• **EXERCISE**: Identify the line in which "Target: green tree" appears, then reproduce that line and all remaining lines of the records word for word.

• **DATA FOR THE TASK**:
· · · · · · ·

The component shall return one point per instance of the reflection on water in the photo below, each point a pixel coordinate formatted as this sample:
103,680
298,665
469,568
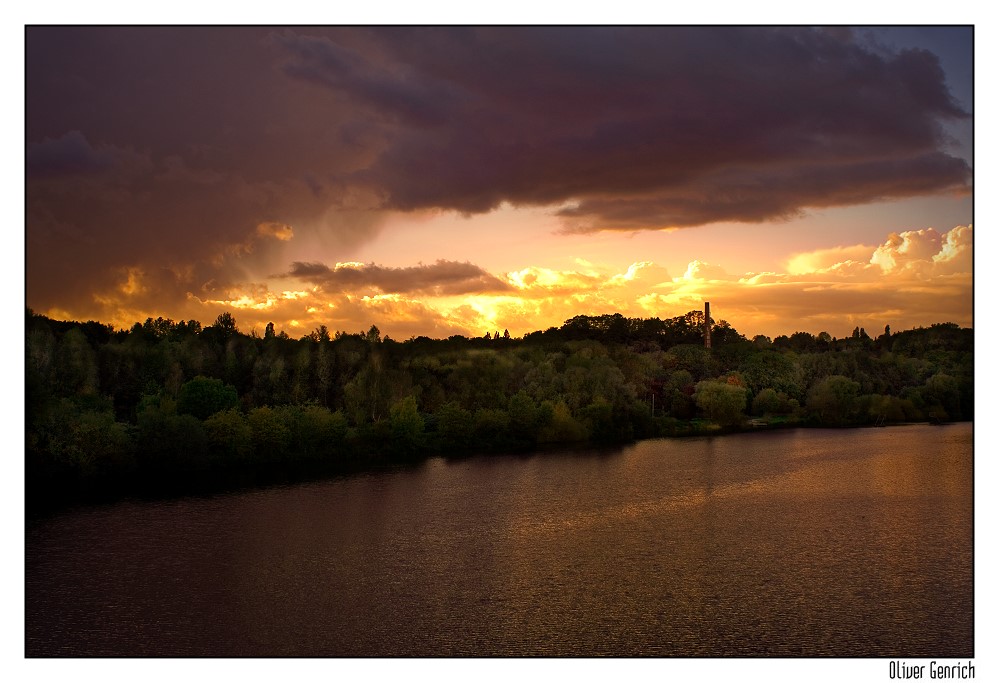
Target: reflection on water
808,542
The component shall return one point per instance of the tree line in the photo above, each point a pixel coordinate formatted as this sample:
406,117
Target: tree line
175,401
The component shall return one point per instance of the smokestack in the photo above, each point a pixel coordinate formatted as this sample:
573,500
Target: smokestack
707,324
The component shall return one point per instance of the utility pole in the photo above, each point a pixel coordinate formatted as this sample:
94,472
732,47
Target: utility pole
707,324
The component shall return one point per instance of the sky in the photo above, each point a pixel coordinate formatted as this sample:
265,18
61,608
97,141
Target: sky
463,180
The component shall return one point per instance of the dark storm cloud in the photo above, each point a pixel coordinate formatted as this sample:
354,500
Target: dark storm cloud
441,279
661,118
167,147
70,154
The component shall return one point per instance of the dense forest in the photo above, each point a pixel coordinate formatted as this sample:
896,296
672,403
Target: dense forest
174,402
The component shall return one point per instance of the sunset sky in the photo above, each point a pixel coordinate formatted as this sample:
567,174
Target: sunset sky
439,181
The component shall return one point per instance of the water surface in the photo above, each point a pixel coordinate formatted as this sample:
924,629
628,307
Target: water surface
805,542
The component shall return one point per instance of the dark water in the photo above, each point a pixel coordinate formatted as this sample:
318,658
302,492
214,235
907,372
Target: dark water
809,542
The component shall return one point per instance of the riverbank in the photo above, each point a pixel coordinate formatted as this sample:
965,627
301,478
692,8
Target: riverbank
47,494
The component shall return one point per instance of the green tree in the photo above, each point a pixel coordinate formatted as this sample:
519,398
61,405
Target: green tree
203,396
406,425
270,435
834,400
230,439
455,426
720,401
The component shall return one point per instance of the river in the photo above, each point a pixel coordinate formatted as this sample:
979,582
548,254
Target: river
790,543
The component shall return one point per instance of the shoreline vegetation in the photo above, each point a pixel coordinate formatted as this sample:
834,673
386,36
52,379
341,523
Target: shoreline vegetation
172,408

· · · · · · ·

• **WRITTEN ANSWER**:
Target: green tree
203,396
406,425
270,435
834,400
230,439
455,426
720,401
The component shall return one point per instance of the river in the photo above, each point a pixel coordinate formatted as this sample:
979,582
548,254
Target: river
790,543
The component shall return one point per instance of the shoreline vegetation in the photo above, each point a pixel coordinate formatted as this sample:
834,673
386,36
52,379
341,523
Target: shoreline vegetation
172,408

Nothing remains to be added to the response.